ENGINEERING COLLOQUIUM

Monday, December 7, 2015 / 3:30 PM, Building 3 Auditorium

Don Jennings

"The LEISA Instrument on New Horizons"

ABSTRACT -- Pluto and its moons were explored by the New Horizons spacecraft during an exciting, long-awaited encounter on 14 July 2015. New Horizons carries LEISA, the Linear Etalon Imaging Spectral Array, whose primary purpose is to identify the composition of surface ices and to map them in detail. LEISA and MVIC, the Multispectral Visible Imaging Camera, make up Ralph, New Horizons’ visible and infrared mapper. LEISA made several discoveries at Pluto. The planet’s surface has large, contrasting regions with varying concentrations of methane and more limited areas of water, carbon monoxide and nitrogen. Pluto’s largest moon Charon is covered mostly with water ice, but has small, isolated pockets of ammonia. LEISA was conceived and built at Goddard Space Flight Center specifically for the mission to Pluto. Begun in 1993, LEISA and the Pluto mission weathered many years of uncertainty before being given the go-ahead for flight development in 2001. Launched in 2006, the instrument took spectral images of Jupiter during the New Horizons flyby in 2007 and then settled in for eight years of cruise, with checkouts and testing along the way. This long effort came to fruition in the highly successful Pluto encounter. If NASA approves an extended mission, New Horizons will cap off this adventure with an up-close look at a Kuiper Belt Object.

• _Information supplied_:
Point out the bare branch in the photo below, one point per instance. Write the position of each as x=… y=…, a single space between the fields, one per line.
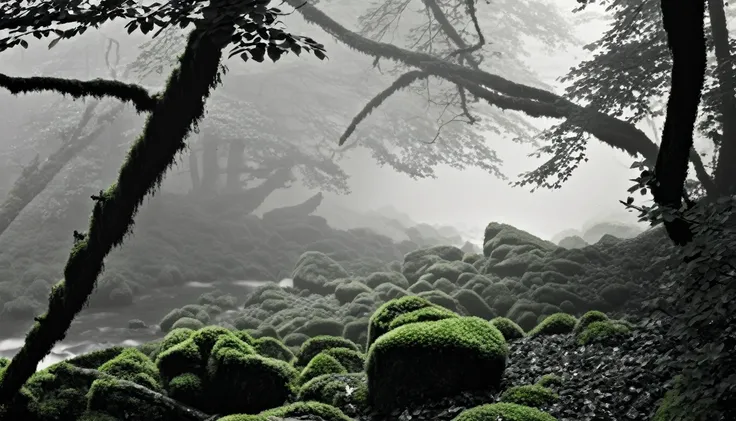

• _Stated goal_: In the colloquium abstract, which two instruments make up Ralph, the visible and infrared mapper on New Horizons?

• _Reply_: LEISA (the Linear Etalon Imaging Spectral Array) and MVIC (the Multispectral Visible Imaging Camera).